**TASK BRIEF**
Please copy out all the data. Every detail stays the same.

(Data entries)
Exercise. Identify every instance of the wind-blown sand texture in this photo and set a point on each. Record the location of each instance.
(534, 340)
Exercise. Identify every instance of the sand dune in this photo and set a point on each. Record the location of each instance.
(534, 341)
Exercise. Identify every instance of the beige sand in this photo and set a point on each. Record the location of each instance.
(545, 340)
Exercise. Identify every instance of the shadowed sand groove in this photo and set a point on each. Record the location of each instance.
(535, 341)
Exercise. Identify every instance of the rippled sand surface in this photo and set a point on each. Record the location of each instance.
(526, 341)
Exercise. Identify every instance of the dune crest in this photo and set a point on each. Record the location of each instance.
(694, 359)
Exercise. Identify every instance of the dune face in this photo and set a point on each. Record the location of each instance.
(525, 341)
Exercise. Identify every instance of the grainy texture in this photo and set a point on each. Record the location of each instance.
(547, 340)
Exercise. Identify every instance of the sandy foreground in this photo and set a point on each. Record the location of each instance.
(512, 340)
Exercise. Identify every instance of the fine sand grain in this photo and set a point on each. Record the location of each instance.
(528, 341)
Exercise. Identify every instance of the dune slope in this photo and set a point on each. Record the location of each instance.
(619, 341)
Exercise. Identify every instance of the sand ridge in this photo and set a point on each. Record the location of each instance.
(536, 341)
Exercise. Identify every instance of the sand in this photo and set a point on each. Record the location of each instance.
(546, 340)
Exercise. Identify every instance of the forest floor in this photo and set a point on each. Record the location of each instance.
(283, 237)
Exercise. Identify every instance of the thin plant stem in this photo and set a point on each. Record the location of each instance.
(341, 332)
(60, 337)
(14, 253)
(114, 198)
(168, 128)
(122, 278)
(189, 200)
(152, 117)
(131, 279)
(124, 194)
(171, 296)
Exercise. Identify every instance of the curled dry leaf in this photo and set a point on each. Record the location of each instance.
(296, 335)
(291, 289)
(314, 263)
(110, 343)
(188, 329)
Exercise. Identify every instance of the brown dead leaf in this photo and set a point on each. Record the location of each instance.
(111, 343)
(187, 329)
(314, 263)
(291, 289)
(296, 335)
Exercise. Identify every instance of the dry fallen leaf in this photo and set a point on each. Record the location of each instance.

**PROBLEM SOLUTION**
Exercise. Identify every instance of the wind-blown sand texture in this photo and set a point on each. Record the location of each instance.
(534, 340)
Exercise. Identify every instance of the sand dune in this photo and set a point on each. Record the location of each instance.
(534, 341)
Exercise. Identify every instance of the beige sand in this photo and set a point on each. Record the location of each instance.
(545, 340)
Exercise. Identify every instance of the shadowed sand groove in this photo and set a point on each. Record the location of each instance.
(535, 341)
Exercise. Identify every instance of the rippled sand surface in this photo and set a point on each. Record the location of each instance.
(526, 341)
Exercise. Identify every instance of the dune crest in this photo and set a point on each. Record the location of each instance.
(694, 359)
Exercise. Identify every instance of the dune face in this photo and set a point on each. Record the location of each instance.
(525, 341)
Exercise. Identify every instance of the grainy texture in this photo and set a point on each. Record the location of each instance.
(547, 340)
Exercise. Identify every instance of the sandy foreground in this photo and set a point on each. Record the location of each instance.
(512, 340)
Exercise. Identify every instance of the fine sand grain in this photo and set a point on each. Record the location of each instance.
(528, 341)
Exercise. Identify every instance of the dune slope in this photo and set a point on each. Record the location of each instance.
(619, 341)
Exercise. Identify every instance of the sand ridge in this photo and set a point on each. Record the location of each instance.
(536, 341)
Exercise. Identify every instance of the sand in this photo and set a point on each. Record the location of each instance.
(546, 340)
Exercise. Identify every instance of the forest floor in this photo and set a point on each. Record the location of each instance.
(283, 237)
Exercise. Identify every instance of the thin plant stem in this photo and set a point on each. Record the location of each instance.
(341, 332)
(60, 337)
(14, 253)
(114, 198)
(168, 128)
(122, 278)
(189, 200)
(152, 117)
(131, 279)
(124, 194)
(171, 296)
Exercise. Identify every instance of the curled dry leaf in this photo and set a point on each. Record the location of each instance.
(296, 335)
(291, 289)
(314, 263)
(110, 343)
(188, 329)
Exercise. Identify every instance of the brown dead leaf in this photo and set a point on each. Record the location of each instance.
(111, 343)
(187, 329)
(314, 263)
(291, 289)
(296, 335)
Exercise. Identify every instance of the dry fallen leaf in this photo and set a point on each. Record the location of each instance.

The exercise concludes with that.